Exercise ::
Return each of the entries below precisely as it appears.

Provided records ::
--*--

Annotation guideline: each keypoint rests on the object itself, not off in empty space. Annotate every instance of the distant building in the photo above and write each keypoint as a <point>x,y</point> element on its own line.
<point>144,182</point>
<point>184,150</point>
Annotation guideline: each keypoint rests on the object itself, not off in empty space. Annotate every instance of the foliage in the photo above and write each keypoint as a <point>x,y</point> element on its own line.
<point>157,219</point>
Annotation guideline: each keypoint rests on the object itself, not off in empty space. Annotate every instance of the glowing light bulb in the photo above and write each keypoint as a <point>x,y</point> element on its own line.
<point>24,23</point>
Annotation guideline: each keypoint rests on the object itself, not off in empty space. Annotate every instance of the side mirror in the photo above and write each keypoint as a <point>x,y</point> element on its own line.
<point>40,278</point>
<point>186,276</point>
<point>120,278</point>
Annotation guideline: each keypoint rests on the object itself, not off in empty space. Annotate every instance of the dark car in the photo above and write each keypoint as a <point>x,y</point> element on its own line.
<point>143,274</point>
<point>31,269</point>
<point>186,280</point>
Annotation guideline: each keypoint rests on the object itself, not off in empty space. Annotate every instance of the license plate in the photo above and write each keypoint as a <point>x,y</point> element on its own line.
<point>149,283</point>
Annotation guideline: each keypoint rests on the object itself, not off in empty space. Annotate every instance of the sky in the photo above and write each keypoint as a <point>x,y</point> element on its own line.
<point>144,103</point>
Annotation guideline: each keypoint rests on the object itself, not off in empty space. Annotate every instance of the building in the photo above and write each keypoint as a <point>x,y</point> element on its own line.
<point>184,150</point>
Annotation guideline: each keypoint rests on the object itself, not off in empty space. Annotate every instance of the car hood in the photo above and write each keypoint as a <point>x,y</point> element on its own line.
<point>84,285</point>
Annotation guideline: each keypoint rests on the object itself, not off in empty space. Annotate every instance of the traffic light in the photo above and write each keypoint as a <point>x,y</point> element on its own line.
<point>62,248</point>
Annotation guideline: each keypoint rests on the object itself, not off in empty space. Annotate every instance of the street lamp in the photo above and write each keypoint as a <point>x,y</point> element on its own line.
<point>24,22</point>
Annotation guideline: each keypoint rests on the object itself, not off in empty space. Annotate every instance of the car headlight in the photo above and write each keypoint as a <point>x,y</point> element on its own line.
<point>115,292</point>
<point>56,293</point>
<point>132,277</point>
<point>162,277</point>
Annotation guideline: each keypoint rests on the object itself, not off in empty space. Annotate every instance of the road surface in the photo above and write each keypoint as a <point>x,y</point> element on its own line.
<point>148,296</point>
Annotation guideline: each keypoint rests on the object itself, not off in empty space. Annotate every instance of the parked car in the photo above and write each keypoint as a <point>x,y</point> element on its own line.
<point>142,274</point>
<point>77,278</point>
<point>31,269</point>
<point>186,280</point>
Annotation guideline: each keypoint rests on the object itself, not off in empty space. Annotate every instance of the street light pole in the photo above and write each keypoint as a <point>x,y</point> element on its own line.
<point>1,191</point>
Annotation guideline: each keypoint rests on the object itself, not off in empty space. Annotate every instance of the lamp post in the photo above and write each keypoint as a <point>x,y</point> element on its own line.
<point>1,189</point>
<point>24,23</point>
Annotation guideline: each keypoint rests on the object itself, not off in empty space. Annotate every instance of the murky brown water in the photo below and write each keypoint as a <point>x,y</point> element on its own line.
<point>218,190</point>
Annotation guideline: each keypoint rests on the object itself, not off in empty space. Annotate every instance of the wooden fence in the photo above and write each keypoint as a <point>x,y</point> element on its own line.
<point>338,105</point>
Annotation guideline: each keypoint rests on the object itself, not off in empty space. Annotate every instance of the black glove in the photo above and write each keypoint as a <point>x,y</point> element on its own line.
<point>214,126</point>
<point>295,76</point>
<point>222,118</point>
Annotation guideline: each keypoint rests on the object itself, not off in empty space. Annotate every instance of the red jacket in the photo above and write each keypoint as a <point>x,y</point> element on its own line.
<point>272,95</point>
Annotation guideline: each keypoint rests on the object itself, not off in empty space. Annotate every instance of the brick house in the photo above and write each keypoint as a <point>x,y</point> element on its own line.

--*--

Exercise answer ::
Annotation guideline: each keypoint rests on the object itself, not off in empty space. Annotate every instance of the distant building in the photo above and write each keypoint as a <point>x,y</point> element on its own line.
<point>144,182</point>
<point>184,150</point>
Annotation guideline: each keypoint rests on the object itself, not off in empty space. Annotate every instance of the foliage in the photo above and write each keypoint as a <point>x,y</point> element on its own line.
<point>157,219</point>
Annotation guideline: each keypoint rests on the object itself, not off in empty space. Annotate every instance of the glowing light bulb in the photo above and write each keypoint as a <point>x,y</point> element on its own line.
<point>24,23</point>
Annotation guideline: each keypoint rests on the object itself, not off in empty space. Annotate every instance of the side mirror in the photo above and write each keypoint as a <point>x,y</point> element on its own line.
<point>40,278</point>
<point>186,276</point>
<point>120,278</point>
Annotation guideline: each keypoint rests on the object itself, not off in empty space. Annotate every instance of the dark car in the photo above and write each keypoint as a <point>x,y</point> element on its own line.
<point>143,274</point>
<point>31,269</point>
<point>186,280</point>
Annotation guideline: each keypoint rests on the object itself, not off in empty space. Annotate every instance of the license plate in the photo above and write each keypoint as a <point>x,y</point> element on its own line.
<point>149,283</point>
Annotation guideline: each keypoint rests on the object itself, not off in empty space. Annotate every instance of the sky in the photo above and write each keypoint as a <point>x,y</point> element on its own line.
<point>144,103</point>
Annotation guideline: each keypoint rests on the object itself, not off in empty space. Annotate every instance of the building in the photo above and write each keypoint as a <point>x,y</point> element on its own line.
<point>184,150</point>
Annotation guideline: each keypoint rests on the object itself, not off in empty space. Annotate every instance of the car hood in the photo above and write each keypoint as a <point>x,y</point> element on its own line.
<point>84,285</point>
Annotation guideline: each keypoint rests on the object itself, not off in empty space. Annotate every instance of the traffic light in the photo above and write each keypoint as a <point>x,y</point> element on its own line.
<point>62,248</point>
Annotation guideline: each keypoint rests on the object itself, not off in empty space. Annotate every instance of the street lamp in the photo above and write each keypoint as a <point>x,y</point> element on its own line.
<point>24,22</point>
Annotation guideline: each keypoint rests on the object itself, not off in empty space. Annotate every instance of the car headlight in the photo above and write each keypoint as a <point>x,y</point> element on its own line.
<point>115,292</point>
<point>56,293</point>
<point>132,277</point>
<point>162,277</point>
Annotation guideline: each keypoint rests on the object itself, not off in empty space. Annotate every instance of the road surface in the photo above and write each keypoint as a <point>x,y</point> element on its own line.
<point>148,296</point>
Annotation guideline: each keypoint rests on the object itself, not off in empty space. Annotate every instance of the parked car in the photo above and write each keypoint as a <point>x,y</point> element on its own line.
<point>142,274</point>
<point>77,278</point>
<point>31,269</point>
<point>186,280</point>
Annotation guideline: each keypoint rests on the object itself, not off in empty space. Annotate every instance of the street light pole in the photo above and write each keypoint as a <point>x,y</point> element on its own line.
<point>1,191</point>
Annotation guideline: each keypoint rests on the object itself, not off in empty space. Annotate every instance of the lamp post in the photo above and write each keypoint as a <point>x,y</point> element on its own line.
<point>1,189</point>
<point>24,23</point>
Annotation guideline: each keypoint rests on the object itself, not off in empty space. Annotate every instance of the murky brown water in the photo below and write each keypoint as a <point>x,y</point> element on its own line.
<point>218,190</point>
Annotation guideline: each keypoint rests on the object itself, not off in empty space. Annotate every instance of the wooden fence in the photo above and write each keypoint as a <point>x,y</point> element on its own line.
<point>338,105</point>
Annotation guideline: each keypoint rests on the object itself, not off in empty space. Annotate every instance of the black glove in the photo above and write each keypoint as a <point>x,y</point> element on its own line.
<point>214,126</point>
<point>295,76</point>
<point>222,118</point>
Annotation guideline: each keypoint rests on the object itself, not off in empty space. Annotate every instance of the red jacket in the photo above and write each keypoint as a <point>x,y</point> element on its own line.
<point>272,95</point>
Annotation guideline: each keypoint rests on the object itself, not off in empty space. Annotate every instance of the brick house in the photo above and write each keypoint as a <point>x,y</point> element on its own line.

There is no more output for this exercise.